Assignment –
The expected result is every entry, retyped character for character.

Exercise material –
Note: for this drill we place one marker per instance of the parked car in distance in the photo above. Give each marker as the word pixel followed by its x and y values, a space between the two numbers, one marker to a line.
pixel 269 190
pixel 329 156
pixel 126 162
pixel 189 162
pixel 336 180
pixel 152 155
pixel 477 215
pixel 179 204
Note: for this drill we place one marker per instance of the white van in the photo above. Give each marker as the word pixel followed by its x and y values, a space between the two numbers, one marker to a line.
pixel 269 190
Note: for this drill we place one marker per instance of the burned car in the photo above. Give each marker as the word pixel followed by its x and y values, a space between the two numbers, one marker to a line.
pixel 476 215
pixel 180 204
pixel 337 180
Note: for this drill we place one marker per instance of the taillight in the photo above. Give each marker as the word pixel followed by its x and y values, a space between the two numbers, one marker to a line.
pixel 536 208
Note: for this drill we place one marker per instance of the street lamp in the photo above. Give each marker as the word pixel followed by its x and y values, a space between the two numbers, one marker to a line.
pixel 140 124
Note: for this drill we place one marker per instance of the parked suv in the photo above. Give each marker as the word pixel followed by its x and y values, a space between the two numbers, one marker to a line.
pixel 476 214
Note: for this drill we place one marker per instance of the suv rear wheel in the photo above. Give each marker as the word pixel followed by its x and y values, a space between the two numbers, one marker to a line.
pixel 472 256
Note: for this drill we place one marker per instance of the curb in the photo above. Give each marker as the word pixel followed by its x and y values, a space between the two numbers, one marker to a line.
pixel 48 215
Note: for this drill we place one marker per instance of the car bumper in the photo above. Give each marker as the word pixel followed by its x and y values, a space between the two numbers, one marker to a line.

Written response –
Note: for this drill we place one marker per instance of the parked car in distance in the photo above. Give each marker as the word pixel followed by its x and y values, a space between the two numbers, one marker to a line.
pixel 269 190
pixel 329 156
pixel 126 162
pixel 189 162
pixel 336 180
pixel 152 155
pixel 477 215
pixel 179 204
Note: for this drill we place one marker per instance of the white van in the photo above. Give each marker as the word pixel followed by its x and y values, a space between the two numbers, one marker to a line.
pixel 269 190
Note: for this drill we place one marker per instance of the burned car in the photo above. Give each marker as the word pixel followed by its x and y values, a space between the two numbers, one marker to a line.
pixel 476 215
pixel 180 204
pixel 337 180
Note: for this drill we place one marker per instance of the taillight in the photo above. Give each marker as the word pixel followed by its x and y values, a space between the two numbers, one marker to a line.
pixel 536 208
Note: for this drill we place one marker per instance of the street lamp in the photo above. Give each marker as the word pixel followed by its x and y values, a space between the two numbers, one marker to a line.
pixel 140 124
Note: for this drill we place one marker per instance of the parked suv in the photo above. Give each marker as the word pixel followed by its x and y values, a space between the two numbers, one marker to a line.
pixel 476 214
Note: for this drill we place one marker per instance of the suv rear wheel in the photo above. Give each marker as the word pixel followed by its x and y values, a space between the two numbers, one marker to a line.
pixel 472 256
Note: for this drill we place one marker per instance of the curb in the photo above. Give each marker as the word pixel followed by its x and y values, a space between the two numbers, one marker to a line.
pixel 48 215
Note: for this drill we place one marker per instance of the car bumper in the photo above. Give each marker as the word pixel followed by its x and y values, a space between the two numbers, one marker to a line.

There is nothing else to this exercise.